### [Exercise prompt]
Copy each of the rows below word for word, leaving nothing out and changing nothing.

-- BEGIN --

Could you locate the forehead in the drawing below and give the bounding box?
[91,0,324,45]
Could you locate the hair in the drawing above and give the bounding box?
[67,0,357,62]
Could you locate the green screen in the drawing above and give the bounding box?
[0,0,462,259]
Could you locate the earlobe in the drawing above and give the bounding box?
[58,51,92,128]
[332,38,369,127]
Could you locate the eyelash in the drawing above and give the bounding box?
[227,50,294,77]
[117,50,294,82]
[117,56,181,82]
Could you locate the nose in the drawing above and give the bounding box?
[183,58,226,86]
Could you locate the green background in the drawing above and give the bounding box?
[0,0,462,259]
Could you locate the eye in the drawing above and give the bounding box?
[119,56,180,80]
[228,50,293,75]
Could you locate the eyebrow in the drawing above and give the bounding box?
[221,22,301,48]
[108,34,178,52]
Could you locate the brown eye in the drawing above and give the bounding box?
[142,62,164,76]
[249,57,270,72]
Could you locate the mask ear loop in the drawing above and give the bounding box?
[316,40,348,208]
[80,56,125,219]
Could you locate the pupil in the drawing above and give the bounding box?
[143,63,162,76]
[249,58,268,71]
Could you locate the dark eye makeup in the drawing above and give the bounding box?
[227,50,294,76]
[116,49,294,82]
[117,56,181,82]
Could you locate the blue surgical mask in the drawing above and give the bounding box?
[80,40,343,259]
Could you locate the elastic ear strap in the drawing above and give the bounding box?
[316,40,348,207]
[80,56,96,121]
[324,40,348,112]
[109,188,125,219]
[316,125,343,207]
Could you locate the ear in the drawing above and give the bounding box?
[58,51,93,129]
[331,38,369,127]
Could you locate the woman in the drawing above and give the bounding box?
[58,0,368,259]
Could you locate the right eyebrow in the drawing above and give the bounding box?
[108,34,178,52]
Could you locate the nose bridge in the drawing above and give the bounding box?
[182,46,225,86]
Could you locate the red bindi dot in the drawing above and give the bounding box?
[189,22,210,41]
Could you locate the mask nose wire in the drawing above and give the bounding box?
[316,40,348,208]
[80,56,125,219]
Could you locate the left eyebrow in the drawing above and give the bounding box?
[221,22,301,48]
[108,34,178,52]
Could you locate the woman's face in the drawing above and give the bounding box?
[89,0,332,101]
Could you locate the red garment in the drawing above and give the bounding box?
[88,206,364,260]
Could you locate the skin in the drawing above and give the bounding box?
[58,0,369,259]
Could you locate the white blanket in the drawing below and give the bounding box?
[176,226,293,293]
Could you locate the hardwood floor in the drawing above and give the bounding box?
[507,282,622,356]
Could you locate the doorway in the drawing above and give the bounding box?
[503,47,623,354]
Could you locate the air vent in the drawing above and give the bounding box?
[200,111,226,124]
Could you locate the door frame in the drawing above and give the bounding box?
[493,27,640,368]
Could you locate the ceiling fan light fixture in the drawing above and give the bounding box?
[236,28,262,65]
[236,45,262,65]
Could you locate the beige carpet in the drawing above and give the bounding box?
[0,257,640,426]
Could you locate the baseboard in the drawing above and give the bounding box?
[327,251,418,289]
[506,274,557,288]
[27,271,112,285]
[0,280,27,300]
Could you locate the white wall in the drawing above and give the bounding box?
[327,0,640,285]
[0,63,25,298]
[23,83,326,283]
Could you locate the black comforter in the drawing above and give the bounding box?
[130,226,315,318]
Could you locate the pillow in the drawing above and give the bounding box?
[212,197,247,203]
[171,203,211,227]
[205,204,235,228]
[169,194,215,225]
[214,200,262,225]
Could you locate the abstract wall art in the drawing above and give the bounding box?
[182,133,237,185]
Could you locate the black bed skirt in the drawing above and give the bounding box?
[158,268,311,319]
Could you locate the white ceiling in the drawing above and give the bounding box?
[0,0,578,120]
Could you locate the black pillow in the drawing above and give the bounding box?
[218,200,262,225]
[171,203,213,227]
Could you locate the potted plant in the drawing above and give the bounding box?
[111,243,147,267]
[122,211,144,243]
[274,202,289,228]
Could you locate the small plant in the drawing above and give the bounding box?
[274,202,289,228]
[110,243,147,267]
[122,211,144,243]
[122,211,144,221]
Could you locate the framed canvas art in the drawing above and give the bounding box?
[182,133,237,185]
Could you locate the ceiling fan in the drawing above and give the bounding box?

-- END --

### [Solution to the exercise]
Could you locate the forehead in the drawing below and give the bounding box?
[91,0,324,45]
Could you locate the hair in the drawing above and give the bounding box?
[67,0,357,62]
Could you locate the green screen in the drawing above and give the bounding box?
[0,0,462,259]
Could you locate the earlobe in the drawing above and give the bounding box?
[58,51,92,128]
[332,38,369,127]
Could you locate the eyelash in the drawing above and give the bounding box?
[227,50,294,77]
[117,50,294,82]
[117,56,181,82]
Could you locate the nose in the drawing above and give the bounding box?
[183,58,226,86]
Could you locate the green background in the drawing above and give the bounding box?
[0,0,462,259]
Could you locate the eye in the drawing above and give the bounding box?
[119,56,180,80]
[228,50,293,75]
Could you locate the eyebrow in the drawing above and give the bounding box?
[221,22,301,48]
[108,34,178,52]
Could you locate the brown eye in the drawing above and give the bounding box?
[142,62,164,76]
[249,57,270,72]
Could you locate the mask ear loop in the drawing above and give the bounding box?
[316,40,348,208]
[80,56,125,219]
Could you locate the pupil in the drawing above and give the bounding box?
[143,63,162,76]
[249,58,268,71]
Could you locate the dark eye makeup in the drawing above and give the bounding box?
[227,50,294,76]
[116,49,294,82]
[117,56,181,82]
Could you locate the blue surgical mask in the drawing above and give the bounding box?
[80,40,343,259]
Could you locate the elastic ear strap in the drawing above and give the bounding box?
[316,40,348,207]
[80,56,96,121]
[324,40,348,112]
[109,188,125,219]
[316,125,343,207]
Could you locate the ear in the drawing above and give the bounding box?
[58,51,93,129]
[331,38,369,127]
Could you locate the woman in the drawing above and give the bounding box?
[58,0,368,259]
Could you locate the right eyebrow in the drawing above and give the bounding box?
[108,34,178,52]
Could you locate the nose bridge in the drawing above and give the bounding box?
[182,46,225,86]
Could you locate the red bindi dot in the drawing above and give the bounding box?
[189,22,210,41]
Could you locate the mask nose wire in the drawing above and give the bounding box?
[316,40,348,208]
[80,56,125,219]
Could you locate the left eyebrow in the drawing above and give the bounding box?
[221,22,301,48]
[108,34,178,52]
Could you locate the woman's face in the drawing above and give the bounding box?
[89,0,332,101]
Could you locate the red garment in the drawing above and give the bounding box?
[88,206,364,260]
Could you locate the skin in the drawing above and give the bounding box?
[58,0,369,259]
Could you locate the white blanket in the drawing below and give the bounding box?
[176,226,293,293]
Could you locate the hardwood floor in the drawing above and give the bounding box?
[507,282,622,356]
Could you locate the doorway in the drawing above and give the bounding box?
[503,47,623,354]
Could you locate the air vent in the drawing above and give the bounding box?
[200,111,226,124]
Could you locate the door frame in the drawing above and give the bounding box?
[493,27,640,368]
Could you locate the ceiling fan light fixture in the drawing above and give the bounding box?
[236,28,262,65]
[236,45,262,65]
Could you locate the beige carpet in the drawing above and give the bounding box?
[0,257,640,426]
Could you locate the baseboard in the drawing above and give the bounding box?
[327,251,418,289]
[506,274,557,288]
[27,271,112,285]
[0,280,27,300]
Could you locate the white wall in the drawing above and give the bounding box?
[327,0,640,285]
[0,63,25,298]
[23,83,326,283]
Could you locate the black comforter in the drawing above and give the bounding box?
[130,226,315,318]
Could you locate the pillow in the drawing above and give the bounding box?
[212,197,247,203]
[171,203,211,227]
[205,204,235,228]
[169,194,215,225]
[214,200,262,225]
Could you locate the abstract wall art in the drawing above and give the bounding box?
[182,133,237,185]
Could you locate the black bed skirt in the drawing above and give the bounding box?
[158,268,311,319]
Could you locate the white ceiling in the drawing above and give the bounding box?
[0,0,578,120]
Could you locate the black pillow in the drawing above and give the bounding box?
[218,200,262,225]
[171,203,213,227]
Could you locate the potted plant in the drawing above and give the bounding box?
[111,243,147,267]
[122,211,144,243]
[274,202,289,228]
Could you locate the small plant in the drawing above and give the bounding box?
[274,202,289,228]
[110,243,147,267]
[122,211,144,243]
[122,211,144,221]
Could you locate the framed canvas art in the drawing above and give the bounding box?
[182,133,237,185]
Could you locate the ceiling fan in the drawing above and give the bounding box?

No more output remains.